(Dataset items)
[BEGIN]

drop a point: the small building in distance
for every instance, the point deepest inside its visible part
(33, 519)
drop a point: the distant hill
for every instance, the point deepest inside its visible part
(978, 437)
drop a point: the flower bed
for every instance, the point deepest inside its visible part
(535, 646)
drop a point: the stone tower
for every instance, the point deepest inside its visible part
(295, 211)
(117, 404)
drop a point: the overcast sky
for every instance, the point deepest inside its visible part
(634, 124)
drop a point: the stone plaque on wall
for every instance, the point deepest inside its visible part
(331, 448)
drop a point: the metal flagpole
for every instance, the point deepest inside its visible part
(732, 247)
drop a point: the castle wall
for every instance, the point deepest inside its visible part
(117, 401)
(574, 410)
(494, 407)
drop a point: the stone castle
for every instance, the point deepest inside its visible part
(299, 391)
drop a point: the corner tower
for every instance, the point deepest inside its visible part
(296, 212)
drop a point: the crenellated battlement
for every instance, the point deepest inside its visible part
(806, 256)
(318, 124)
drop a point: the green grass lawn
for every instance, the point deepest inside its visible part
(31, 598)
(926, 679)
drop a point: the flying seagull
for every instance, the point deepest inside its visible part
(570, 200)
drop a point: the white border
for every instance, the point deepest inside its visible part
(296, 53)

[END]

### EXERCISE DETAILS
Your task is to extract all of the records exactly.

### THE SOLUTION
drop a point: the small building in distance
for every instance, the point deepest inside its visible part
(33, 519)
drop a point: the distant hill
for every instance, the point deepest inside its visible part
(978, 437)
drop a point: the flower bed
for every instance, the point deepest inside its visible part
(535, 646)
drop a point: the stone tower
for every instance, the point deepest inside its visible part
(295, 211)
(117, 404)
drop a point: the overcast sky
for every instance, the point deepest inside its visible part
(634, 124)
drop a point: the stone plaque on wall
for every instance, the point deepest inside its visible part
(331, 448)
drop a point: the metal flagpole
for every instance, the point deepest inside its visible part
(732, 247)
drop a point: the castle wall
for every instance, the point deepest inside its visible part
(117, 401)
(574, 410)
(494, 407)
drop a point: the stone castle
for every instance, the point deepest inside its visible part
(299, 391)
drop a point: the corner tower
for every instance, the point deepest inside its visible part
(296, 212)
drop a point: the crenellated battlement
for every instance, the point deepest inside its visible part
(806, 256)
(318, 124)
drop a point: the green grass lawn
for every instance, the point deepest inside its visible part
(31, 598)
(926, 679)
drop a point: the flying seagull
for every instance, the point deepest inside its visible part
(570, 200)
drop a point: the white border
for every instance, the point deepest inside its visible part
(296, 53)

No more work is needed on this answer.